Passage for review =>
◇ ◇ ◇ ◇ ◇ ◇ ◇

Heroic: 2 Kings 2:23-25

The story of Elisha sending the bears to attack the mocking group of young men is a very interesting story. It shows us a very human side to Elisha. Elisha shows that he is not a perfect hero. He lets his pride and emotions get the best of him. I might have too since I know what losing hair is like. When we look at the world, we see many leaders who make plenty of mistakes or try to do something deceptive. Even the Church is filled with people who do things that do not fit the character of God. These stories can make us wonder about God’s choices for leaders since it can seem like He keeps choosing people that do not make the best decisions when they are in their positions for a long period of time. It’s true that if you give a human long enough they will mess up and do something bad, but God has a plan to bring His people to greatness; He has a plan to transform our failures into a good and beautiful reality.

One thing that we have already affirmed from this story is that God does not choose perfect people. He only did that once and that was his one Son, Jesus. We cannot be an exactly like Jesus in that sense, at least not until we see the final resurrection. Humans are just prone to failure in this life. Even when we are doing very well in our lives we have a tendency to take a wrong turn. Ever since we rebelled against God in Genesis 3, we have been making messes, accidental and intentional. The story of the Bible and the story of human history proves the people are not the best candidates for God’s plans. If God wants to heal the world He created why choose the people that are fallen and rebelled against Him? Human sin makes it seem counterintuitive to choose us to be the heroes of God’s plan of redemption.

It would be easy to give up and say that being a hero of faith is hopeless. If we cannot win this battle, what’s the point of trying. God, however, wants us to see something different. When we fail, we rest on grace. God never abandoned Elisha on account of one mistake. Whether he realized it was a mistake or not, God still did amazing things for him. In our context, Christians have not figured out everything there is and can make some of  the biggest blunders to date. Financial and sex scandals of some famous preachers prove this point over and over again. We cannot let that stop us from chasing what God has for us. Elisha might have had a self-esteem issue but there are many others who had issues too. Adam and Eve had trusting God’s authority, but they end up trusting Him anyway. David lusted, but he is still known as a man after God’s own heart. Peter denied Jesus and cut off a person’s ear, but he became a leader in the early Church and was never recorded to have hurt anyone physically after the Acts 2 event. Even Judas, who betrayed Jesus, was considered one of the twelve followers that were closest to Jesus. The movement of God is a movement that starts with a group of failures, but ends with God’s victory. Our relationship with Jesus drives us towards His vision and if we keep chasing a relationship with Him, we will experience that joy of victory with Him. It is a vision that will not fail, despite the character and virtue of those whom God chooses to be in it. With God we will see success in  the journey He has laid out for us, even if we have been labeled failures or have made a mistake.

The even better news is that failure can be a teacher of success when God reveals it to us. God uses our failures to show us a better way, His way. We just have to be humble enough to hear Him. The movement of Jesus is not our creation. We were just adopted into it. So it takes a realization that this movement is bigger than me. To be a hero in this movement means to make our actions not about us. If we take seriously the Golden Rule of Jesus and love God and others more than ourselves, we will actually allow God to move us beyond failures. We do not have to be defined by failures, mistakes, chaos, destruction, or sin. God, through Jesus is giving us a new identity of hope, one that brings life, light, goodwill, and peace. To sum up, God loves us just as we are when we come to Him, but He loves us too much to leave us that way. Change is inevitable once we begin the journey.

And like every good story in literature, our life story of heroism in Christ will be filled with change, growth, love, hurt, etc. We will be shown how to live fully and we will not be disappointed when this life is over.

◇ ◇ ◇ ◇ ◇ ◇ ◇

Information provided =>
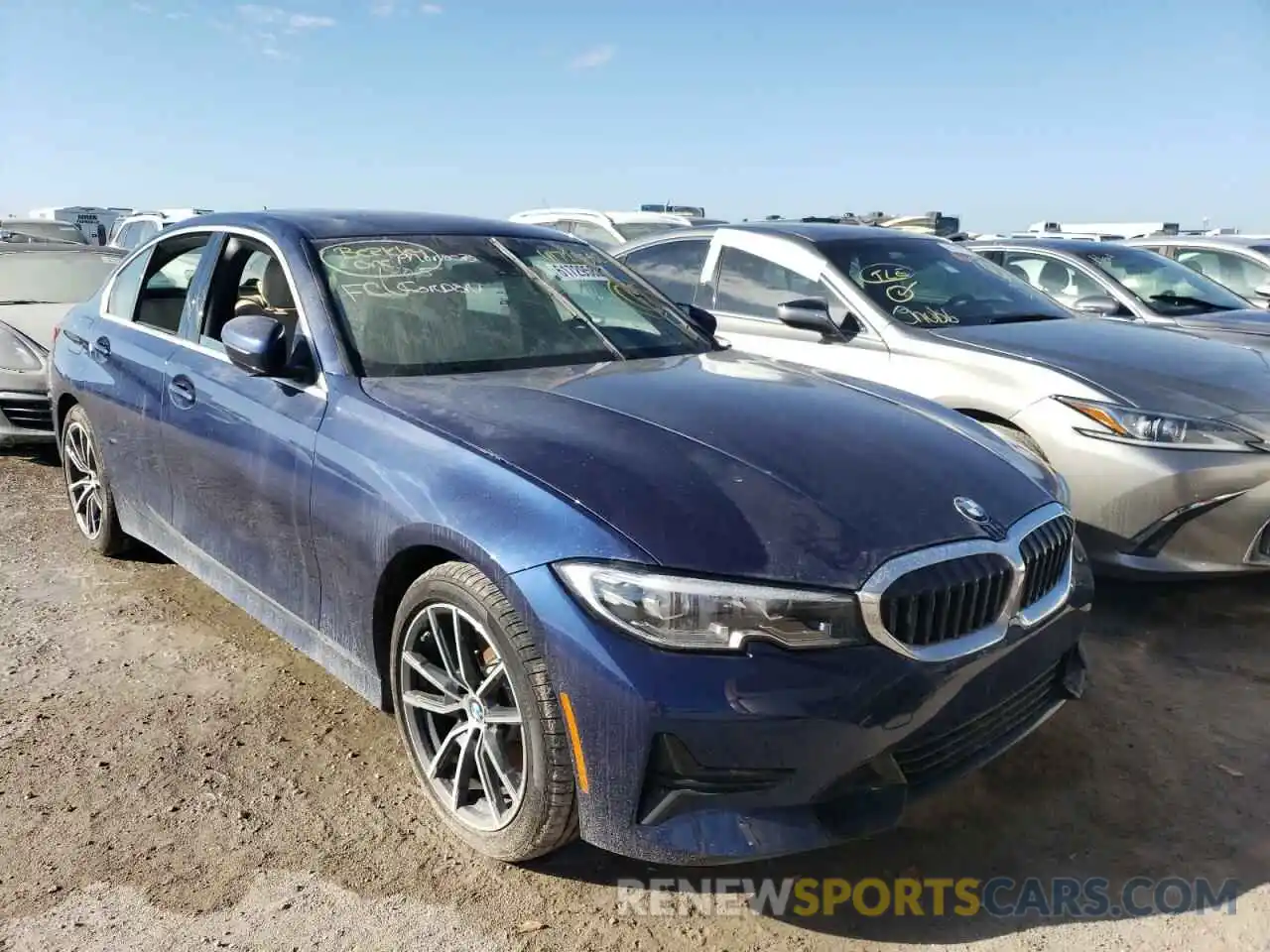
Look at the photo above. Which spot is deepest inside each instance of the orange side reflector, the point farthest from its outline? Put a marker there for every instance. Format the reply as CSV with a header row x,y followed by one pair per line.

◇ ◇ ◇ ◇ ◇ ◇ ◇

What this task involves => Quote word for word the section of the reflection on 2 Kings 2:23-25 above that begins with the words containing "And like every" and ends with "life is over.".

Reply to the exercise =>
And like every good story in literature, our life story of heroism in Christ will be filled with change, growth, love, hurt, etc. We will be shown how to live fully and we will not be disappointed when this life is over.